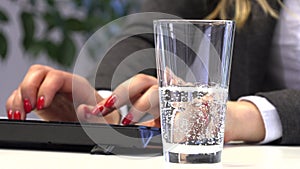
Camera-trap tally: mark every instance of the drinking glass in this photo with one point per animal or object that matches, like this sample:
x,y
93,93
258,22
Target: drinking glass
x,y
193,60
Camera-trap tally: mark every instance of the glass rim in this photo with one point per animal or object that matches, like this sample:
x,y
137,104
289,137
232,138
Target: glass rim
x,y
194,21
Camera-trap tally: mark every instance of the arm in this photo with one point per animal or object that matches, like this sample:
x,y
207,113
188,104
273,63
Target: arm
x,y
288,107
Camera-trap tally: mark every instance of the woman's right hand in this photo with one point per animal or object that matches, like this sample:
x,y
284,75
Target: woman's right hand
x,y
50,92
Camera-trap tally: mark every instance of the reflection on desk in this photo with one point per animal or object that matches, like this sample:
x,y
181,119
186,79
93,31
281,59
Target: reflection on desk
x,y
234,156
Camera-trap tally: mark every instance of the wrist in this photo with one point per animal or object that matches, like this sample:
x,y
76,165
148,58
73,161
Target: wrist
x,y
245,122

──────────

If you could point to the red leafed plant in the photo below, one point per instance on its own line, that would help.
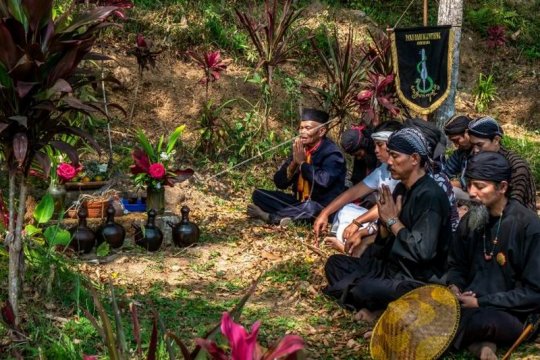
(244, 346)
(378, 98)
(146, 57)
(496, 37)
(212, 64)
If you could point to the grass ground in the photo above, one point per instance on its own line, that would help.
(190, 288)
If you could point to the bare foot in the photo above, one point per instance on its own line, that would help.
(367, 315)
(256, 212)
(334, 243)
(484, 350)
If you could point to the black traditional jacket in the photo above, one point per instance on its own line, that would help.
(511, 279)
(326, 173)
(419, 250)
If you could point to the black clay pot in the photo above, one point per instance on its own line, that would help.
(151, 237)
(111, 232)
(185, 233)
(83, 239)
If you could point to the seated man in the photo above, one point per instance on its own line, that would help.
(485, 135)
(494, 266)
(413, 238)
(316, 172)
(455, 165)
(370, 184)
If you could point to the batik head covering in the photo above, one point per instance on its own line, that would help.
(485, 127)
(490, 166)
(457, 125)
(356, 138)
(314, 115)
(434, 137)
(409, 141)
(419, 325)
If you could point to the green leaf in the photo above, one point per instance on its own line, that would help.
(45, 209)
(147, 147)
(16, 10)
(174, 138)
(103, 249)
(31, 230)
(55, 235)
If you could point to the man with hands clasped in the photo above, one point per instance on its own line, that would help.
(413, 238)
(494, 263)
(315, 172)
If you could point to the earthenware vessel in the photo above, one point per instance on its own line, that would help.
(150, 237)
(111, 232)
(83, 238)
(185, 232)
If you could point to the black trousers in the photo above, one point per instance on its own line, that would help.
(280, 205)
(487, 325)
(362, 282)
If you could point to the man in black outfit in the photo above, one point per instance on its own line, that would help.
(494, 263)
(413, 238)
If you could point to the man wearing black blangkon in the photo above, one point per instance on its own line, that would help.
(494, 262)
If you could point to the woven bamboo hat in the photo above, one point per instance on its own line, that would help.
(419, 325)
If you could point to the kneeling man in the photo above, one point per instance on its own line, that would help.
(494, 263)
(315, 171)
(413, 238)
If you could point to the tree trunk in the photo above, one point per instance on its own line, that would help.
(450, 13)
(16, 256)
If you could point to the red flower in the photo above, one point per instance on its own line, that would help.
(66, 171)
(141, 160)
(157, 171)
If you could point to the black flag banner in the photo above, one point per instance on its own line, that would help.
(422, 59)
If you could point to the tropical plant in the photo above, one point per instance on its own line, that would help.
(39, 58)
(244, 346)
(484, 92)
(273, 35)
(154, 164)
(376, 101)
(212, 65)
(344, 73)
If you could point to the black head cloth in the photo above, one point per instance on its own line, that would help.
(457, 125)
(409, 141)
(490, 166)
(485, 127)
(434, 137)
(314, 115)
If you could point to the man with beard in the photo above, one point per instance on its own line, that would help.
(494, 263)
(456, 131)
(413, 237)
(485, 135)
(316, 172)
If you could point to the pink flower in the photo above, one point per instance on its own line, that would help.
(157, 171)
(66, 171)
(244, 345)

──────────

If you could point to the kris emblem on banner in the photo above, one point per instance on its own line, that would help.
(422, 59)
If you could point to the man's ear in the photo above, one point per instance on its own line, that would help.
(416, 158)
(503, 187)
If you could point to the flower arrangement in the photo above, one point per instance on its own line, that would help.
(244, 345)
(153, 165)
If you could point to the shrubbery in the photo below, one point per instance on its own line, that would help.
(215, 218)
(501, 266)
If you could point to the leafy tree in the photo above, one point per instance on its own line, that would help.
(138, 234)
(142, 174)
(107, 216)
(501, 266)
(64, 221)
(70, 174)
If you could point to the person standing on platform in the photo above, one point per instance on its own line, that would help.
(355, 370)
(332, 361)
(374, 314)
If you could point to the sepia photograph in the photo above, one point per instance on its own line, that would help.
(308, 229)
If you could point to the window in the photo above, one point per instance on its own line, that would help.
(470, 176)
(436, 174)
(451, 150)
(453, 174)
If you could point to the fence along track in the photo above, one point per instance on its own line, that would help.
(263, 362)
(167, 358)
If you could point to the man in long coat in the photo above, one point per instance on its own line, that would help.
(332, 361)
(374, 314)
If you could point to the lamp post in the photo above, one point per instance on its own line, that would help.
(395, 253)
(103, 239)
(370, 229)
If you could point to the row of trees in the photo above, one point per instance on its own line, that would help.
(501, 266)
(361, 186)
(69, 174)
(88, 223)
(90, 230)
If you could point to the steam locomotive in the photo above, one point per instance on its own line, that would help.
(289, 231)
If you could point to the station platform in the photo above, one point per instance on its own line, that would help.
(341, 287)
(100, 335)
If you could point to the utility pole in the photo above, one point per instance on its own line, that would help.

──────────

→ Description of the task
Wherever a line in the entries holds "like", copy that line.

→ Solution to this problem
Camera-trap tally: mark every instance of the drinking glass in this photo with one point per animal or object that matches, like this sample:
Camera-trap tally: mark every instance of the glass rim in this photo with one point per animal or object that matches, like this sample:
Camera-trap tally: mark every instance of the arm in this photo with one point per animal or object that matches, like this sample:
Camera-trap tally: mark every instance of the woman's right hand in this photo with one point per animal or object that matches, like this sample:
Camera-trap tally: mark every instance of the reflection on desk in this photo with one point per animal or object that matches, like this sample:
Camera-trap tally: mark every instance of the wrist in this photo with one point per animal or object that matches, like this sample:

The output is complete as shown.